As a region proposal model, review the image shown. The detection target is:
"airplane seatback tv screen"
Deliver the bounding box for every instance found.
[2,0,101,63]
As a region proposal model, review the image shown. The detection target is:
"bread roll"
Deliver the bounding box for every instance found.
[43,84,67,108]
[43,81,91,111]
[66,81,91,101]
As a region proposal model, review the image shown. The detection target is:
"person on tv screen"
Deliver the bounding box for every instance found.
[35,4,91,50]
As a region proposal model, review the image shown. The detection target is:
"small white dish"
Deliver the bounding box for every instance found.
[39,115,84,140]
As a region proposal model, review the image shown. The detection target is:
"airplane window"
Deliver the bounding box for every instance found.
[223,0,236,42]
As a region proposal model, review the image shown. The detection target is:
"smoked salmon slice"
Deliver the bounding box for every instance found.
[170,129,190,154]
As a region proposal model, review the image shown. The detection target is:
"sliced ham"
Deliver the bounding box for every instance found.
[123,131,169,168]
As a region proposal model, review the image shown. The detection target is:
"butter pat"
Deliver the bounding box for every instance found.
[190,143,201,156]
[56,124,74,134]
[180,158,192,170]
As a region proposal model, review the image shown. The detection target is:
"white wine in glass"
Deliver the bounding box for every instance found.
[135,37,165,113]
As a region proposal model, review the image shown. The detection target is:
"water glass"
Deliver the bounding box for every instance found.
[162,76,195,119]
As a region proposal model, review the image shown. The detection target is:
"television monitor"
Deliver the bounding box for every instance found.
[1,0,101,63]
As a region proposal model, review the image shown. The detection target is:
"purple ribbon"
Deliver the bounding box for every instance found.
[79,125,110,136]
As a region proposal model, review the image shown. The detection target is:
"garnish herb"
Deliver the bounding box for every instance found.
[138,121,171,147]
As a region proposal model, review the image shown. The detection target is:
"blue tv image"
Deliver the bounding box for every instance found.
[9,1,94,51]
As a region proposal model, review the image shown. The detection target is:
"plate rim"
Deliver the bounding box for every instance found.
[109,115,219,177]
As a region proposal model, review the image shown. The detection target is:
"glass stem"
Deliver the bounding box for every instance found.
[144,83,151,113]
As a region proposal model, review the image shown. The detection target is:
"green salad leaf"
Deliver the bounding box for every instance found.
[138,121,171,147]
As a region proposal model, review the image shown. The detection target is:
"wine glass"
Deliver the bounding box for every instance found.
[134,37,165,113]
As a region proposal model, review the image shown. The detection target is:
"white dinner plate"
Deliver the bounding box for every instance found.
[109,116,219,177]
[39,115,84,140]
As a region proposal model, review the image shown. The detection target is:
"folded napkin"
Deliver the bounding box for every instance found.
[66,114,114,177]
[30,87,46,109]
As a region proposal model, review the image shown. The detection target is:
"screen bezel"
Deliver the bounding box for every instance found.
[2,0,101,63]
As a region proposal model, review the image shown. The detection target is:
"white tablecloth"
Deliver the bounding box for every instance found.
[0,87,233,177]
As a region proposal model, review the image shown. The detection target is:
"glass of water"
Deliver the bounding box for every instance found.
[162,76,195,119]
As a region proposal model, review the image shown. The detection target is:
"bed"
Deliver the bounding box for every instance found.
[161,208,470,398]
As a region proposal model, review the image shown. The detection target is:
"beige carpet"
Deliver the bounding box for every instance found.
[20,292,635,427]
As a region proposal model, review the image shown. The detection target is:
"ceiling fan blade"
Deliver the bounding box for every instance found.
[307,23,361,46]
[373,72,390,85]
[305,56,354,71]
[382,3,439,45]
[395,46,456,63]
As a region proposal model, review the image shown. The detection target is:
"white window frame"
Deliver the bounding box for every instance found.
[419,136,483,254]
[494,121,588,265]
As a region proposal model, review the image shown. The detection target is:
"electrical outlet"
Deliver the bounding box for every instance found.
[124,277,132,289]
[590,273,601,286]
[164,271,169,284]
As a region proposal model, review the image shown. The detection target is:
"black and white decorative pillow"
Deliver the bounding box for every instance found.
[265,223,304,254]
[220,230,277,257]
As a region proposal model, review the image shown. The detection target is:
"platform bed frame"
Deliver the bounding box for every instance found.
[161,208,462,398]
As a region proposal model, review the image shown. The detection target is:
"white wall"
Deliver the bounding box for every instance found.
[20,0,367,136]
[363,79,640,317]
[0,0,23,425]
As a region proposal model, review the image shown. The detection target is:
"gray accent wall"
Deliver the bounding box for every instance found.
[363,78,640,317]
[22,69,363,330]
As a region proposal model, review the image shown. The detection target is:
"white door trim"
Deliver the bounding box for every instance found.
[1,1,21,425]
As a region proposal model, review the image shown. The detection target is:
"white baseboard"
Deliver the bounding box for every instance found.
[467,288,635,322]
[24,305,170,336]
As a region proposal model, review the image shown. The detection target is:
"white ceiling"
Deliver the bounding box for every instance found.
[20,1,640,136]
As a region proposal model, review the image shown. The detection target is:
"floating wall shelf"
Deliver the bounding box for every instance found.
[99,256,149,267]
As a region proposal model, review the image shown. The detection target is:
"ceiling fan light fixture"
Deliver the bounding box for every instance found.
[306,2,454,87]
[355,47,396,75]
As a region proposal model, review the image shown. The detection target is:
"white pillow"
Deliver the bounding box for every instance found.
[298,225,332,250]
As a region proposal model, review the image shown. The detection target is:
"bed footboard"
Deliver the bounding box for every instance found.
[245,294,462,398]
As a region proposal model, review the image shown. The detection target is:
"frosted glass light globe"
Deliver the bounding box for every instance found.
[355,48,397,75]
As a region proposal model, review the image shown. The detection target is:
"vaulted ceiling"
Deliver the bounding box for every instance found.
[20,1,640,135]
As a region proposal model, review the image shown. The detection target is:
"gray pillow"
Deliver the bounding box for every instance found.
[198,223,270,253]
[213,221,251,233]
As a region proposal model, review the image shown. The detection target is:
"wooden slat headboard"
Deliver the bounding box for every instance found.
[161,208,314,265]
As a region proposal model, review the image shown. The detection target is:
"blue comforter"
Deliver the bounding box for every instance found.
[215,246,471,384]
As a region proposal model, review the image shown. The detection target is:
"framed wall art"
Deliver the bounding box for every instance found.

__________________________________________________

__ACTION ITEM__. Write the records out once more, word for word.

__SOLUTION TO THE PROBLEM__.
As a region proposal model, review the image shown. The detection target is:
"airplane seatback tv screen"
Deliver the bounding box for every instance found.
[2,0,101,63]
As a region proposal model, review the image shown. The detection target is:
"bread roll"
Deliver the bounding box for every instance found.
[43,84,67,108]
[43,81,91,111]
[66,81,91,101]
As a region proposal model, review the image shown. The detection target is:
"person on tv screen"
Deliver the bounding box for every instance found.
[35,4,91,50]
As a region proposal model, review the image shown. The detection target is:
"small white dish"
Deliver the bounding box for every instance found.
[39,115,84,140]
As a region proposal model, review the image shown. The detection target is:
"airplane window"
Deliver the bounding box for every instance found.
[223,0,236,42]
As a region proposal model, review the image shown. The detection target is:
"smoked salmon slice"
Deliver the bounding box for every instance found.
[170,129,190,154]
As a region proposal model, review the image shown. The detection target is:
"sliced ham"
Deliver the bounding box for every instance found.
[123,131,169,168]
As a region proposal model, review the image shown. The detection target is:
"butter pat"
Deliver the bounding box for every instance found.
[190,143,201,156]
[56,124,74,134]
[180,158,192,170]
As a region proposal model, review the image shown. The detection target is:
"white wine in glass"
Deliver the bounding box for every instance found.
[135,37,165,113]
As a region proposal model, review the image shown. The detection target is:
"water glass"
Deliver the bounding box for every instance found.
[162,76,195,119]
As a region proposal model, review the image shown. The detection target is:
"television monitor"
Deliver the bounding box for every instance found.
[1,0,101,63]
As a region proposal model, review the image shown. The detection target is:
"purple ribbon"
Deliver the bounding box for every instance found.
[79,125,110,136]
As a region proposal model, review the image shown. The detection target is:
"garnish herb"
Deliver the bounding box for every instance found.
[138,121,171,147]
As a region proposal model, review the image shown. The detection target is:
"blue tv image"
Deliver the bounding box for every instance found.
[9,1,94,51]
As a region proposal model, review the image shown. The detection target is:
"plate rim"
Deliver the bounding box for every instance found.
[109,115,219,177]
As a region proposal model, review the image shown. The detection target is:
"glass stem"
Deliver the bounding box for every instance found.
[144,83,151,113]
As a region proposal model, review the image shown. The detection target is:
"green salad leaf"
Deliver the bounding box for every instance found.
[138,121,171,147]
As a region proposal model, review the image shown. The detection target is:
"wine glass"
Deliver the bounding box for every instance found.
[134,37,165,113]
As a region proposal model, review the image shown. The detection target is:
"white dinner plate"
Deliver the bounding box for every instance found.
[109,116,219,177]
[39,115,84,140]
As a region proposal model, review the image shown. The detection target is:
"folded napkin"
Deliver the bounding box for every instance found.
[66,114,114,177]
[30,87,46,109]
As a region proposal model, review the image shown. The detection target is:
"screen bezel"
Deliver the bounding box for every instance found.
[2,0,101,63]
As a region proposal model, review the image shown. The detection target is:
"white tablecloth"
Deliver the bounding box for every instance found.
[0,87,233,177]
As a region proposal model, review the image shown. The detection target is:
"glass of water"
Deliver the bounding box for every instance found.
[162,76,195,119]
As a region proposal model, review the image shown. The detection target is:
"bed"
Deliver the bounding box for every instance found.
[161,208,470,398]
As a region proposal model, review the image shown. The detection target is:
"beige carpet"
Deliver the bounding box for every instance found.
[20,292,635,427]
As a region proposal model, review the image shown. The detection target is:
"ceiling fan blade"
Deliver the bounding box for every instance found.
[307,23,361,46]
[373,72,390,85]
[305,56,354,71]
[382,3,439,45]
[395,46,456,63]
As a region proposal model, review the image shown. The detection target is:
"white window frame"
Deliver the bounding box for every instance found.
[419,136,483,254]
[494,121,588,265]
As a region proposal model, review the image shown. The detection target is:
"electrical outlet"
Deliver the bounding box for every instance found.
[124,277,132,289]
[590,273,601,286]
[164,271,169,284]
As a region proposal model, review the image shown. The detection target is:
"black and white decorative pillow"
Deliver the bounding box for every instance found.
[265,223,304,254]
[220,230,277,257]
As a region proposal model, review the image shown. The detection target is:
"platform bed frame"
Deliver the bounding box for every instance found.
[161,208,462,398]
As a region proposal model, review the image shown. The detection target is:
"white wall"
Deliver the bounding box for every instance found.
[20,0,367,136]
[363,79,640,317]
[0,0,23,425]
As a region proposal model, review the image shown. The detection target is:
"gray accent wall"
Deliver the bounding box for every instance found.
[363,78,640,317]
[22,69,363,330]
As a region proposal model, review the image shown. The detection target is:
"white door trim"
Deliver the bounding box for every instance found.
[1,1,21,425]
As a region proposal model, review the image shown. The detection target is:
"white baseboard"
Deliver the bounding box for every instance found.
[467,288,635,322]
[24,305,170,336]
As a region proposal model, review the image shown. The detection target is:
"white ceiling"
Deliver the bounding box for every instance found.
[20,1,640,136]
As a region proposal model, review the image shown. The detection target is:
"floating wall shelf"
Deliver the bounding box for every instance found.
[99,256,149,267]
As a region proposal model, review the image shown. The detection target is:
"ceiling fan light fixture"
Deliver the bounding box for every instance found.
[306,2,454,87]
[355,47,396,75]
As a region proposal model, review the image shown. The detection target is:
"white pillow"
Deliver the bounding box for every instance found.
[298,225,332,250]
As a region proposal model, review the image shown. The detection target is:
"bed footboard"
Deliver the bounding box for every instance found.
[245,294,462,398]
As a region proposal model, review the image shown. The detection target is:
"frosted glass light globe"
Deliver the bounding box for every instance found.
[355,48,397,75]
As a region proposal model, review the image shown. The detection target is:
"vaulted ceiling"
Deliver the bounding box for every instance found.
[20,1,640,135]
As a region proposal model, review the image shown. The detection target is:
"gray pillow"
Deliver the bounding box for every instance found.
[198,223,270,253]
[213,221,251,233]
As a region proposal model, review the image shown. The detection target is:
"wooden slat headboard"
Deliver the bounding box for every instance found.
[161,208,314,265]
As a region proposal model, review the image shown. The detection target is:
"blue comforter"
Deliver the bounding box for every instance found.
[215,246,471,384]
As a region proposal model, review the image shown. The detection target is:
"framed wall art"
Deliver the bounding box for every instance found.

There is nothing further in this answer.